§ What is needed
Reproduce the listing word for word, from its first line through the line containing "<point>527,747</point>", and leave the pictures out.

§ Exercise material
——

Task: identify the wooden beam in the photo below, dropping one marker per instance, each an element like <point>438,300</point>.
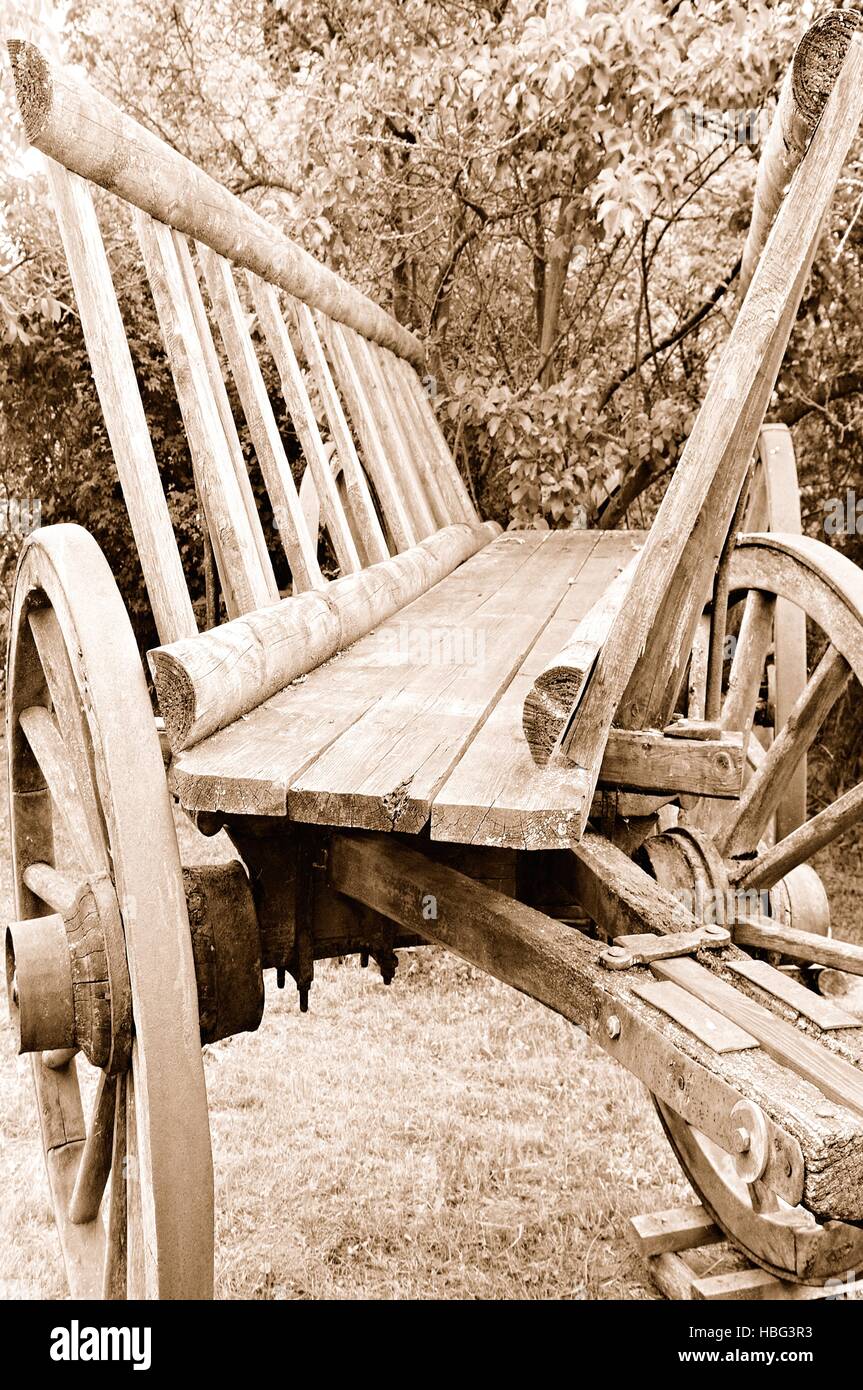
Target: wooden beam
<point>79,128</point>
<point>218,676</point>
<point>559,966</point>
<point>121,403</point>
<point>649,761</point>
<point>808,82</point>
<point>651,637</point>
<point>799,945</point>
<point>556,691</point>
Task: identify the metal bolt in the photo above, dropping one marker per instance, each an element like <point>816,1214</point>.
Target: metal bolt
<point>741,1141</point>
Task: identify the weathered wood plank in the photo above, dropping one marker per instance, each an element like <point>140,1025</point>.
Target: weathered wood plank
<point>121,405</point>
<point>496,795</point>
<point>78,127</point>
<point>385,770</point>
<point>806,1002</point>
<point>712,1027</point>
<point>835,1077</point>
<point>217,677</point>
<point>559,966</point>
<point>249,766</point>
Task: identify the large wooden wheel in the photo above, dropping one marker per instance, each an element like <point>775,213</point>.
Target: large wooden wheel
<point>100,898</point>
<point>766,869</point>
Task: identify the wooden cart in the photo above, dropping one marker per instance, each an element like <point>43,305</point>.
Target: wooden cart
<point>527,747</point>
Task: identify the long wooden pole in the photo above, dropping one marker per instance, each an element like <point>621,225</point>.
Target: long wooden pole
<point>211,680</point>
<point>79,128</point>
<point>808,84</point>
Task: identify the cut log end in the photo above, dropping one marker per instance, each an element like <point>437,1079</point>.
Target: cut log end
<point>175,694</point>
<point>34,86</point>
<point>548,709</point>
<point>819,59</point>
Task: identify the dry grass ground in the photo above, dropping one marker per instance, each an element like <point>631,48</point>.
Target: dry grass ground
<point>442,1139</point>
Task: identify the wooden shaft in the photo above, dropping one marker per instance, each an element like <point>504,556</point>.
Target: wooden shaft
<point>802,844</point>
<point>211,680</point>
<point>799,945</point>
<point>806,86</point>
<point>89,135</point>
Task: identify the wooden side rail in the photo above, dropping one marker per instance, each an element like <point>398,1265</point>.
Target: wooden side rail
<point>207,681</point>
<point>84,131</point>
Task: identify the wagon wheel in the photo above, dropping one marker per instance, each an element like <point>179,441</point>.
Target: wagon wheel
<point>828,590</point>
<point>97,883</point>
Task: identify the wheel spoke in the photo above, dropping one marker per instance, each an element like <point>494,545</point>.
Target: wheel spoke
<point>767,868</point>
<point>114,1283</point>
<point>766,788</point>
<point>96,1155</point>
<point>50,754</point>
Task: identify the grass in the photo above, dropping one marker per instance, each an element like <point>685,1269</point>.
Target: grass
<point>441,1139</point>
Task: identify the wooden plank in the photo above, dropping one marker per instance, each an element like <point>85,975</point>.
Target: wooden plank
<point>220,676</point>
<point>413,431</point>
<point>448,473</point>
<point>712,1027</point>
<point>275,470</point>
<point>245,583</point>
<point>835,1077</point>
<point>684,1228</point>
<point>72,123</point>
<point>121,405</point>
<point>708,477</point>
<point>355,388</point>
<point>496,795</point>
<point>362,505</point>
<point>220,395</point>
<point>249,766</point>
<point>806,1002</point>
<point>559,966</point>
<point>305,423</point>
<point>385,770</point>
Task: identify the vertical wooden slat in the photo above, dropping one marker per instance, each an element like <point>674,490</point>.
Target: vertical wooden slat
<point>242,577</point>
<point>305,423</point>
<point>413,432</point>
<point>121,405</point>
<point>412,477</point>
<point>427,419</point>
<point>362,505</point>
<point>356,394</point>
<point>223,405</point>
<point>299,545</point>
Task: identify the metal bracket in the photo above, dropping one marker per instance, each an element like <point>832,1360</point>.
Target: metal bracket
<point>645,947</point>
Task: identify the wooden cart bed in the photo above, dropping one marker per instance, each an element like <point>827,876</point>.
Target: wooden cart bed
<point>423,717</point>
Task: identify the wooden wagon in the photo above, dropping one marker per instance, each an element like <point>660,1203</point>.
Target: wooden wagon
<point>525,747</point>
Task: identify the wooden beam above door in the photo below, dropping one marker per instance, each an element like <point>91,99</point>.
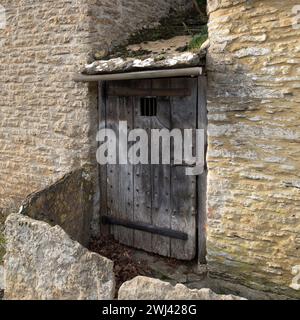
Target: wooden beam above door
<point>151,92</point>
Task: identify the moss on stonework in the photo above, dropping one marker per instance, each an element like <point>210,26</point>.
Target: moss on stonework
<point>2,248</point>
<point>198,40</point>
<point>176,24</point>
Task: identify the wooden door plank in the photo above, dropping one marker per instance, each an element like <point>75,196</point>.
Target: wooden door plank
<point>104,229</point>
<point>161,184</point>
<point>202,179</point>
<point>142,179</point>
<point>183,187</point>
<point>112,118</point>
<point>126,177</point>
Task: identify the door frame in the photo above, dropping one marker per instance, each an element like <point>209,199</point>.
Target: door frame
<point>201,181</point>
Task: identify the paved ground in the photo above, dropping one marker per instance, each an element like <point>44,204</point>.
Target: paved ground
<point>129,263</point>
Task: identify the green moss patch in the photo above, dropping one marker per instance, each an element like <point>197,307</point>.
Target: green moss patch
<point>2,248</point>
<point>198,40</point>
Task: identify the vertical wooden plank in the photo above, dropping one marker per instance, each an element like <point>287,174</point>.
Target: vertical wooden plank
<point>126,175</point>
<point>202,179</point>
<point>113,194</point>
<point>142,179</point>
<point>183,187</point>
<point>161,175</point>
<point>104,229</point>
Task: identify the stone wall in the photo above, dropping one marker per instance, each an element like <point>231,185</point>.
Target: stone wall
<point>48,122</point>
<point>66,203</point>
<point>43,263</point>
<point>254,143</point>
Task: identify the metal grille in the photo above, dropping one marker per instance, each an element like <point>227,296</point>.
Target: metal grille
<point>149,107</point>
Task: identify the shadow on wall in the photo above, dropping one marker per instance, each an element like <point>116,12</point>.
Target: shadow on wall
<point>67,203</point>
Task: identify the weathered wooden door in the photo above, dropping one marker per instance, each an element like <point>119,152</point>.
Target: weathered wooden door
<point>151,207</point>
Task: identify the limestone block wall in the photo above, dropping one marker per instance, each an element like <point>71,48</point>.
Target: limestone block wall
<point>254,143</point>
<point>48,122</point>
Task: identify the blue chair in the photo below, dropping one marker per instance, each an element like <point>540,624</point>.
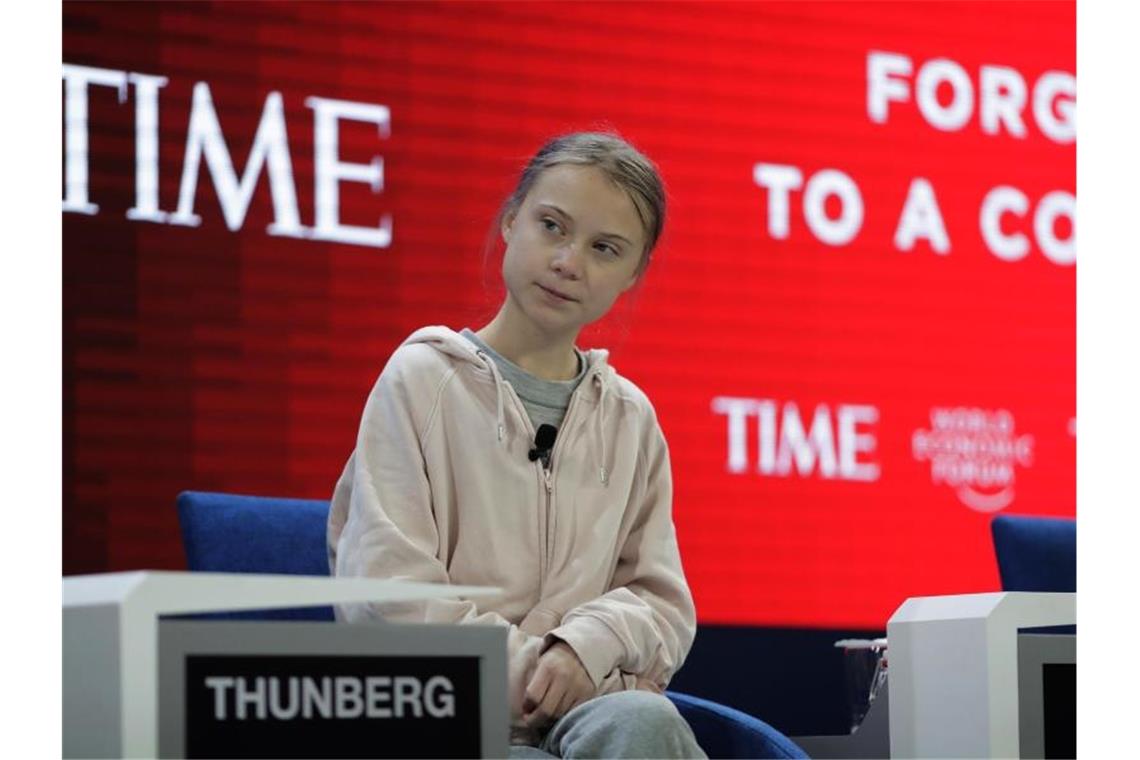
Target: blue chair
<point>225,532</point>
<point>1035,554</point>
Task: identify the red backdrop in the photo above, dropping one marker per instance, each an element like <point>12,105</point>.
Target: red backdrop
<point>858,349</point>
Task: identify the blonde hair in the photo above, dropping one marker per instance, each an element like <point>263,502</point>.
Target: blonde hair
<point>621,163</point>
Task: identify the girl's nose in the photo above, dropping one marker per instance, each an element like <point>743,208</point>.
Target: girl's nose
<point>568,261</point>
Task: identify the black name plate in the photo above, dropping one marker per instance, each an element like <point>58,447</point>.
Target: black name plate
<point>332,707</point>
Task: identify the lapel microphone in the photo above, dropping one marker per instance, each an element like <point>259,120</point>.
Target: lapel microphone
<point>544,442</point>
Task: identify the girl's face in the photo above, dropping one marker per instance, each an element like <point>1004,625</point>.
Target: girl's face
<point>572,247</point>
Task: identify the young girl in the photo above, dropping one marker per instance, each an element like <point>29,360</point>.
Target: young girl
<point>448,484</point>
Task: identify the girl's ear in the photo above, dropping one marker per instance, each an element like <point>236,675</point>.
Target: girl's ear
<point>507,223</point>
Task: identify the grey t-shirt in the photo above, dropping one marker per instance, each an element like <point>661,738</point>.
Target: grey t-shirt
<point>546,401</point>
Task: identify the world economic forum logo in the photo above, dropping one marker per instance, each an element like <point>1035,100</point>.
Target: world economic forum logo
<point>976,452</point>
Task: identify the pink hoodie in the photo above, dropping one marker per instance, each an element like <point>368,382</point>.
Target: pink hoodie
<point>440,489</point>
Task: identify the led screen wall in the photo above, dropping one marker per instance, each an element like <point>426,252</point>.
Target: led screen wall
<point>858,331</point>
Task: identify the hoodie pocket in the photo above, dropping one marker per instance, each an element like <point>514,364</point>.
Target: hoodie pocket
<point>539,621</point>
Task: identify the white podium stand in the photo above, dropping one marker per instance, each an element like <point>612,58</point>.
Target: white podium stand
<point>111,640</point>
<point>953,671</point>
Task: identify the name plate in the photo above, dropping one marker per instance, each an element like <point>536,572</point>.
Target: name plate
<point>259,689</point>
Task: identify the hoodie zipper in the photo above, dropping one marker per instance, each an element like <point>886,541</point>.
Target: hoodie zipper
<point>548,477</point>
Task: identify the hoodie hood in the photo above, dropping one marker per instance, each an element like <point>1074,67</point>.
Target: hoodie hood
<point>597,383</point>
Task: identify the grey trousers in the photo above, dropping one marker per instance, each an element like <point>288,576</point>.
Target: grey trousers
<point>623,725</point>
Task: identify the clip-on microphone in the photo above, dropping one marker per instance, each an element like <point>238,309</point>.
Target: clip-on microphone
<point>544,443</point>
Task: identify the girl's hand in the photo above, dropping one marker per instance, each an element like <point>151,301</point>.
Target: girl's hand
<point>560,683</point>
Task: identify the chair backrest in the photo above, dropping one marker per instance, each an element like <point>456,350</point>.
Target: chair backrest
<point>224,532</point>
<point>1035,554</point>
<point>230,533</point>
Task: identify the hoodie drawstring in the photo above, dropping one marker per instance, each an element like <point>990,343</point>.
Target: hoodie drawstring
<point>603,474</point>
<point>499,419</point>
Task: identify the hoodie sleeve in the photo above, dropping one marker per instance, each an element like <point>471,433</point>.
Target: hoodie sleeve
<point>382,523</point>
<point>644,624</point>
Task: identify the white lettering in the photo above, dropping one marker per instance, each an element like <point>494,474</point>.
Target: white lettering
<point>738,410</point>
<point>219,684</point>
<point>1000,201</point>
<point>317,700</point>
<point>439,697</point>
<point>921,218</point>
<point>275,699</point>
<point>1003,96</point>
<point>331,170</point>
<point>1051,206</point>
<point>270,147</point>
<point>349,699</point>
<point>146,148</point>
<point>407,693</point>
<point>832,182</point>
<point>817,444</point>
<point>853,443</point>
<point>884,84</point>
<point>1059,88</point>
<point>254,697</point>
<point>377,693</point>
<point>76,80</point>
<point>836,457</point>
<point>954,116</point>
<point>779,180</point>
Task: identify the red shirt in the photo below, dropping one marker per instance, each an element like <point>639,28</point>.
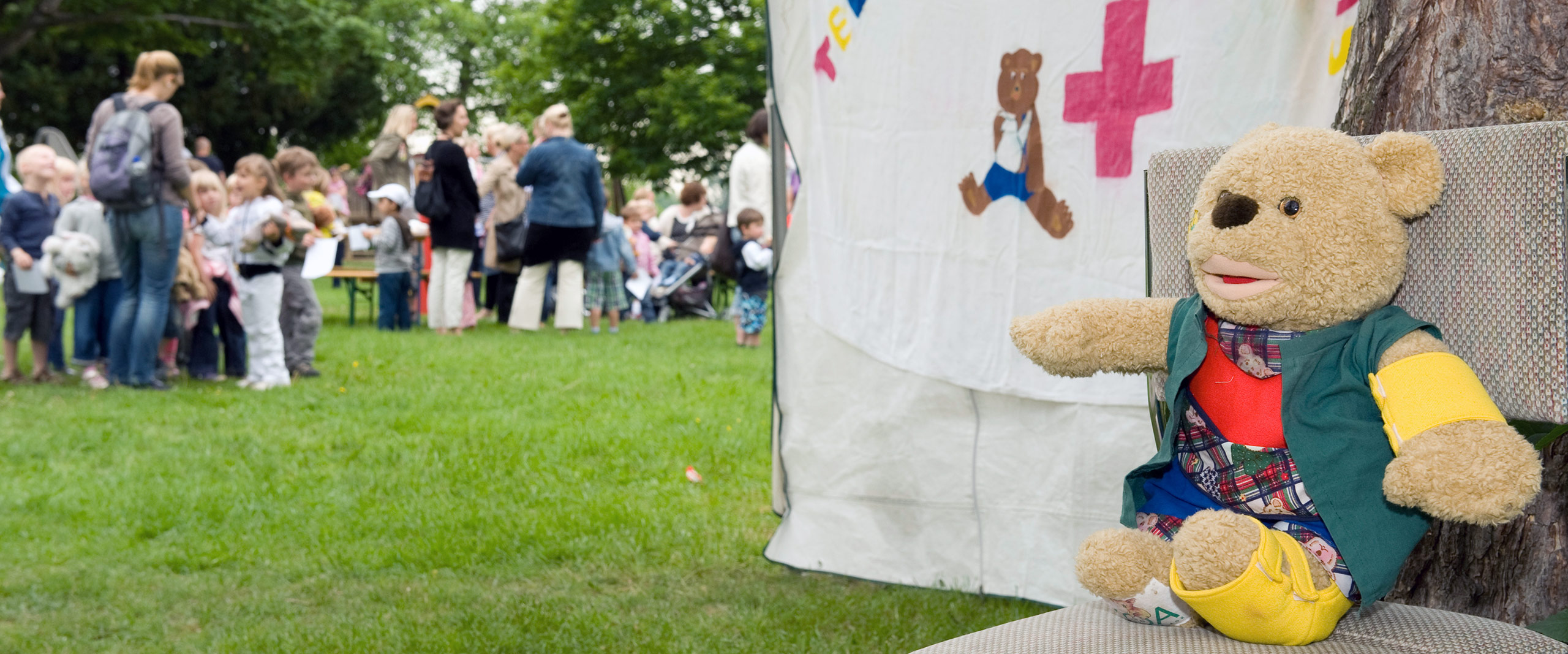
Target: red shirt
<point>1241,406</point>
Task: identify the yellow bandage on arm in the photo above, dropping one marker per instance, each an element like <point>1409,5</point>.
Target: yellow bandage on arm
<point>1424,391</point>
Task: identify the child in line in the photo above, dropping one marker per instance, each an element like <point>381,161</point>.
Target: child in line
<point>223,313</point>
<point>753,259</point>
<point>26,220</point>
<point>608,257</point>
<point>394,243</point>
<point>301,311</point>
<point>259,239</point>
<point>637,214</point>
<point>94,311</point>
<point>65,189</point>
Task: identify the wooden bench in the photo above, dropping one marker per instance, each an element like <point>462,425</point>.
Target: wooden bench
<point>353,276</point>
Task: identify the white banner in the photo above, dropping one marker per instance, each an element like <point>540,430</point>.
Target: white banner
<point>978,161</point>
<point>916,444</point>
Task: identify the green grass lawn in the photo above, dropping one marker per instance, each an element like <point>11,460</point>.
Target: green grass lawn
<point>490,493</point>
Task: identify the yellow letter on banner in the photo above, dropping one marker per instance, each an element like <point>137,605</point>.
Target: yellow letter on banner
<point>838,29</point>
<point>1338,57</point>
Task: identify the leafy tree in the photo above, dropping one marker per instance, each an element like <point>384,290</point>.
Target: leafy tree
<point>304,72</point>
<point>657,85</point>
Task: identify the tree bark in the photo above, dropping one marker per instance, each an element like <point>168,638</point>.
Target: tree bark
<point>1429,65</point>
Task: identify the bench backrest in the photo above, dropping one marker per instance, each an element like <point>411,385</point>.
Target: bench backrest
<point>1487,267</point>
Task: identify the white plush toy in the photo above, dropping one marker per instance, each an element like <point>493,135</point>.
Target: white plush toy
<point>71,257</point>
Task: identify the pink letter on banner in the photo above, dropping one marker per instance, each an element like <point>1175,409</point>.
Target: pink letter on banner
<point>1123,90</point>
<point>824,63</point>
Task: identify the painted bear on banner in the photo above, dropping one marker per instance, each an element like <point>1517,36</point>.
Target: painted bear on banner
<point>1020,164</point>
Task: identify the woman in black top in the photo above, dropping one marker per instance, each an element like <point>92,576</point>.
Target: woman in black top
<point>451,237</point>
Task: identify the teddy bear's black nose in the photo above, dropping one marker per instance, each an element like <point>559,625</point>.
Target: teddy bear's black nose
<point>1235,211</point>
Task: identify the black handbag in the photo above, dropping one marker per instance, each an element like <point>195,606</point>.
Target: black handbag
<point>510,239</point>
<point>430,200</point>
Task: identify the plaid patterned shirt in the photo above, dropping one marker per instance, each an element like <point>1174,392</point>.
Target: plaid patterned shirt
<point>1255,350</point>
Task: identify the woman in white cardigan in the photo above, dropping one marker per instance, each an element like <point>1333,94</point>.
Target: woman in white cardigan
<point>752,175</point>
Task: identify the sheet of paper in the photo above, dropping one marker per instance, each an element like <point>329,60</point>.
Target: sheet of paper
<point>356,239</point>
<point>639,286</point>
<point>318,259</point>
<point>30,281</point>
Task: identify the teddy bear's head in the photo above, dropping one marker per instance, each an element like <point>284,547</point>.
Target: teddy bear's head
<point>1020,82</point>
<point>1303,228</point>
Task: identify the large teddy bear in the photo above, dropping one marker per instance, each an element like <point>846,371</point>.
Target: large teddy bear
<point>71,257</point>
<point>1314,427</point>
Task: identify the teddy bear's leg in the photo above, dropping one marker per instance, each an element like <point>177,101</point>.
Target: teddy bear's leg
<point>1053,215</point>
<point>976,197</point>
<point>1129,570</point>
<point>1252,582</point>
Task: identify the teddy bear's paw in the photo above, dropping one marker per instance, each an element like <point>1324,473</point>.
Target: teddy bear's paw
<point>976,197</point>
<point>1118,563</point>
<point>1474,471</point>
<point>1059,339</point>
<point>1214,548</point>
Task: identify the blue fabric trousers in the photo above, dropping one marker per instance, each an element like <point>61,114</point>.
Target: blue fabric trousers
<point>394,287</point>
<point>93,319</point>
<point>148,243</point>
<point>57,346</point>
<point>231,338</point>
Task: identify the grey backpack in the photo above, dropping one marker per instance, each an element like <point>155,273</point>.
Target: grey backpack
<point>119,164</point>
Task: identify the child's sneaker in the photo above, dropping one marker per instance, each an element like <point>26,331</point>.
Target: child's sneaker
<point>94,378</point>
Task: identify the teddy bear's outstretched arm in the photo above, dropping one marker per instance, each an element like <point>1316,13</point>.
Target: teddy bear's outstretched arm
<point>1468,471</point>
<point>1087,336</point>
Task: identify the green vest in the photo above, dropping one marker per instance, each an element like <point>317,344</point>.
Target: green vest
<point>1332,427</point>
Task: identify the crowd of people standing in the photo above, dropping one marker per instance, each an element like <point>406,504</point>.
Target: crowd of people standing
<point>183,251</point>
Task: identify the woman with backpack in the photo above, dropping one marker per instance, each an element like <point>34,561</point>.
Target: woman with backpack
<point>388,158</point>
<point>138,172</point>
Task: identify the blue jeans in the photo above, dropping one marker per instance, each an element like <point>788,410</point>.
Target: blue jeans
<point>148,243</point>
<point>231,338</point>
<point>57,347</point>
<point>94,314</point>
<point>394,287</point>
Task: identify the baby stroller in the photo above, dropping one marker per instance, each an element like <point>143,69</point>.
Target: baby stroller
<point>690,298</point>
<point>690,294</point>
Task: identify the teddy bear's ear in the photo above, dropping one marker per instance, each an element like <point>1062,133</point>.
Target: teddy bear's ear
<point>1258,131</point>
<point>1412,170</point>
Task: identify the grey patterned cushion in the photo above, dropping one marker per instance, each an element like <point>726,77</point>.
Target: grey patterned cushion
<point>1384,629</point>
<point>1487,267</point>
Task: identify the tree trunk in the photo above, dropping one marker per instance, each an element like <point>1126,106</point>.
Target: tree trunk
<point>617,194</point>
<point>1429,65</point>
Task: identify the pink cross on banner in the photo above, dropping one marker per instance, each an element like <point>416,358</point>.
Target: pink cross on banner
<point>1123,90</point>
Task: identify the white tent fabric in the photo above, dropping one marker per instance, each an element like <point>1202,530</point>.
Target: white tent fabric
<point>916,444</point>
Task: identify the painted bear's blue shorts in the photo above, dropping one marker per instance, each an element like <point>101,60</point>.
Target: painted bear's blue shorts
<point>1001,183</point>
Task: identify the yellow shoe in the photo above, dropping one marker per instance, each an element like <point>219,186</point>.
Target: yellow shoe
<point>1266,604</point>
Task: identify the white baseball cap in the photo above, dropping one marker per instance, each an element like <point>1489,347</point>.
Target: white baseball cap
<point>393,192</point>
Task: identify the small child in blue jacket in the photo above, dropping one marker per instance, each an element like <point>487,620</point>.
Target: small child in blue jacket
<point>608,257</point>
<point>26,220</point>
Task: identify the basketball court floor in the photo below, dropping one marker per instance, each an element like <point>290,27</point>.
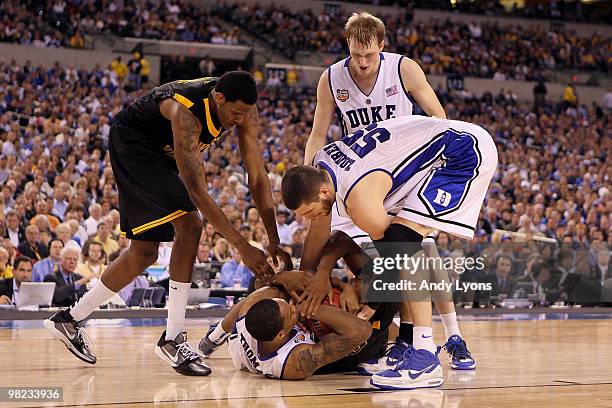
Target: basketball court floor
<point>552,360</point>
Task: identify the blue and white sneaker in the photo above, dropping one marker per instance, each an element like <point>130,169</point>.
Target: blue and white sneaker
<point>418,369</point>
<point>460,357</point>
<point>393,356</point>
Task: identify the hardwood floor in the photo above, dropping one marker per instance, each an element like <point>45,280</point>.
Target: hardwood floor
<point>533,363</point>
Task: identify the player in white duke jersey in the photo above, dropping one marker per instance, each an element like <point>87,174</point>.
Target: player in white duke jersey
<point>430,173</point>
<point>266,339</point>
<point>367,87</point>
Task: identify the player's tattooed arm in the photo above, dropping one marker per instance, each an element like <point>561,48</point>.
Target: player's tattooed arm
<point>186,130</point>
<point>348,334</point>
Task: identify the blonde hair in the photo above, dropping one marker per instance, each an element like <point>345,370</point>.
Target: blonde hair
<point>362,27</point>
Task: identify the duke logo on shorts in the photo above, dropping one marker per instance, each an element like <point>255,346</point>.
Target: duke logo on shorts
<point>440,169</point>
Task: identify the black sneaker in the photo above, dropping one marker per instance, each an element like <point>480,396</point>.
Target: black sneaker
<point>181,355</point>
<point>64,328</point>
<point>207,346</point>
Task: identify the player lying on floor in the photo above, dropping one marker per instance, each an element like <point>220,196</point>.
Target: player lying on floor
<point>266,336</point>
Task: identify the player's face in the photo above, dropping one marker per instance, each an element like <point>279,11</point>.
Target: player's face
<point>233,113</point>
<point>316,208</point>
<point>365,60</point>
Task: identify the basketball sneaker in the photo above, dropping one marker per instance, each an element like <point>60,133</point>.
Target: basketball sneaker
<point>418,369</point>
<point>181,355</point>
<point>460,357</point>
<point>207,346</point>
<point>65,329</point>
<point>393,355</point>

——

§ Response below
Task: identify the wooden beam in the photo below, dropping one marker per instance, each an element like <point>438,300</point>.
Target: wooden beam
<point>79,128</point>
<point>218,676</point>
<point>559,966</point>
<point>121,403</point>
<point>649,761</point>
<point>808,82</point>
<point>651,637</point>
<point>799,945</point>
<point>556,691</point>
Task: identify the metal bolt in the photo above, dropping one marker per instance, each an element like <point>816,1214</point>.
Target: metal bolt
<point>741,1141</point>
Task: identify the weathered wood plank in the photo above, dropping one marker per instance, each an element like <point>140,1025</point>.
Target: weathered wood plank
<point>121,405</point>
<point>496,795</point>
<point>78,127</point>
<point>385,770</point>
<point>806,1002</point>
<point>712,1027</point>
<point>835,1077</point>
<point>217,677</point>
<point>559,966</point>
<point>249,766</point>
Task: identify the large wooden wheel in the photo above, dropping one marker per instance, each an element like <point>775,213</point>.
Target: large wooden wheel
<point>100,898</point>
<point>766,869</point>
Task: identify the wooden cart in the photo above, dropping one marker per instance, each an element like <point>43,305</point>.
Target: wooden cart
<point>527,747</point>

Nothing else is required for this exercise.